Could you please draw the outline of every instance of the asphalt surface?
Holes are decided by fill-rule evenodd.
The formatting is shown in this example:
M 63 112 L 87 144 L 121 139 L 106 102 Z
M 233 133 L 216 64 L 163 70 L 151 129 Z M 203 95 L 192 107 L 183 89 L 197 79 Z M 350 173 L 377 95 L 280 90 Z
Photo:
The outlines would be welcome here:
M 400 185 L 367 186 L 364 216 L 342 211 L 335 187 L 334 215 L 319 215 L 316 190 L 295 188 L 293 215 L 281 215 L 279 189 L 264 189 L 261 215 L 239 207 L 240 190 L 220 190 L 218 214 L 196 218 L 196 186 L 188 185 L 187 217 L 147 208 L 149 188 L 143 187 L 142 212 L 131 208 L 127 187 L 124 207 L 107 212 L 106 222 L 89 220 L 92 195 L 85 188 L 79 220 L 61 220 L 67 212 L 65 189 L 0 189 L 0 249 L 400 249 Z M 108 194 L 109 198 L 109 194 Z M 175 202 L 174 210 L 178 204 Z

> [Try it] Every line above is to be transcribed exactly, with nothing missed.

> [Response to the task]
Could you please draw the outline of every instance of the asphalt surface?
Holes are decided by fill-rule evenodd.
The formatting is shown in this example:
M 63 112 L 87 144 L 121 139 L 106 102 Z
M 233 133 L 216 64 L 163 70 L 151 129 Z M 203 95 L 192 107 L 183 89 L 197 79 Z M 350 173 L 377 95 L 280 90 Z
Photo:
The outlines would be welcome here:
M 400 185 L 367 186 L 364 216 L 342 211 L 335 187 L 334 215 L 319 215 L 316 190 L 295 188 L 293 215 L 281 215 L 279 189 L 264 189 L 261 215 L 239 207 L 240 190 L 220 190 L 218 214 L 196 218 L 196 186 L 188 185 L 187 217 L 147 208 L 149 188 L 143 187 L 142 212 L 131 208 L 127 187 L 124 207 L 107 212 L 106 222 L 89 220 L 92 195 L 85 188 L 79 220 L 61 220 L 67 212 L 65 189 L 0 189 L 0 249 L 400 249 Z M 108 194 L 109 198 L 109 194 Z M 175 202 L 174 210 L 178 204 Z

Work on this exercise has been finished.